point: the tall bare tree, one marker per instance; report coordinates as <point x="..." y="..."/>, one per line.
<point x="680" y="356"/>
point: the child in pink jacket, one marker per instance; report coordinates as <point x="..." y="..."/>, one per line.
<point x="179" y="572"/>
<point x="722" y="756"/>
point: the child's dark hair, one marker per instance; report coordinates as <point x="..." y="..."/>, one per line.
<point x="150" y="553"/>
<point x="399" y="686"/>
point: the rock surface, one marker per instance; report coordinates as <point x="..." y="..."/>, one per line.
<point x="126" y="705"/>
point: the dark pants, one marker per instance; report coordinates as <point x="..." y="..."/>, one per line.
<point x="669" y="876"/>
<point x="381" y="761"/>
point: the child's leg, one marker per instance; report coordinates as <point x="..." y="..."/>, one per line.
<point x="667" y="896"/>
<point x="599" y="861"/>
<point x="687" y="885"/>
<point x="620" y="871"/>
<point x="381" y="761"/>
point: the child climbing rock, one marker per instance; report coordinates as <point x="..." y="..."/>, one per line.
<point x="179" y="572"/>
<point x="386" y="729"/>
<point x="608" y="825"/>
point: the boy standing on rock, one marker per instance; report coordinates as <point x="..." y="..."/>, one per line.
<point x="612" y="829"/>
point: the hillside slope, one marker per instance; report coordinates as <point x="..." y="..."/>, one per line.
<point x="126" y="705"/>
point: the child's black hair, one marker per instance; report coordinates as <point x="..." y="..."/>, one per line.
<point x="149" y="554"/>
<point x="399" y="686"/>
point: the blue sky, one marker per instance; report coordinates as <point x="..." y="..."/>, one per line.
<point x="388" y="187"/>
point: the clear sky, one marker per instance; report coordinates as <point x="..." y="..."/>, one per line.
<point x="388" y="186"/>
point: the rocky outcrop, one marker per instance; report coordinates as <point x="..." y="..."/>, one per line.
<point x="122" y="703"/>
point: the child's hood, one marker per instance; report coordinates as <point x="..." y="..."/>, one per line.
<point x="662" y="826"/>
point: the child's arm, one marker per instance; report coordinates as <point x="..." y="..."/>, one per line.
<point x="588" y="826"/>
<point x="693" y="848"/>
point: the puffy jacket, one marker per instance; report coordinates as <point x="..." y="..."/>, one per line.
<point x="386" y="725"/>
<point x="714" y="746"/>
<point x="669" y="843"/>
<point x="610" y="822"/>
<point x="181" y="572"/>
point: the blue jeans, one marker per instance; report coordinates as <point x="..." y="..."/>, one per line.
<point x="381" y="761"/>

**ACTIVITY:** Nothing should be returned except the lines from the one holding "point: the rocky" through the final line of the listing, exactly as they appear.

**TASK RESPONSE:**
point: the rocky outcrop, one marker per instance; report coordinates as <point x="..." y="..."/>, one per line.
<point x="122" y="703"/>
point: the child's hood, one marker per instance; report coordinates as <point x="..." y="..."/>, one per line.
<point x="662" y="826"/>
point: the child's arm, one marker per instance; report coordinates as <point x="..." y="..."/>, one per line.
<point x="588" y="826"/>
<point x="693" y="848"/>
point: the puffy jacket, one marker per instance; report coordinates as <point x="..." y="..."/>, one per line.
<point x="386" y="725"/>
<point x="714" y="746"/>
<point x="669" y="843"/>
<point x="610" y="822"/>
<point x="181" y="572"/>
point: the blue jeans, one marker per instance; report coordinates as <point x="..." y="..."/>, one per line.
<point x="381" y="761"/>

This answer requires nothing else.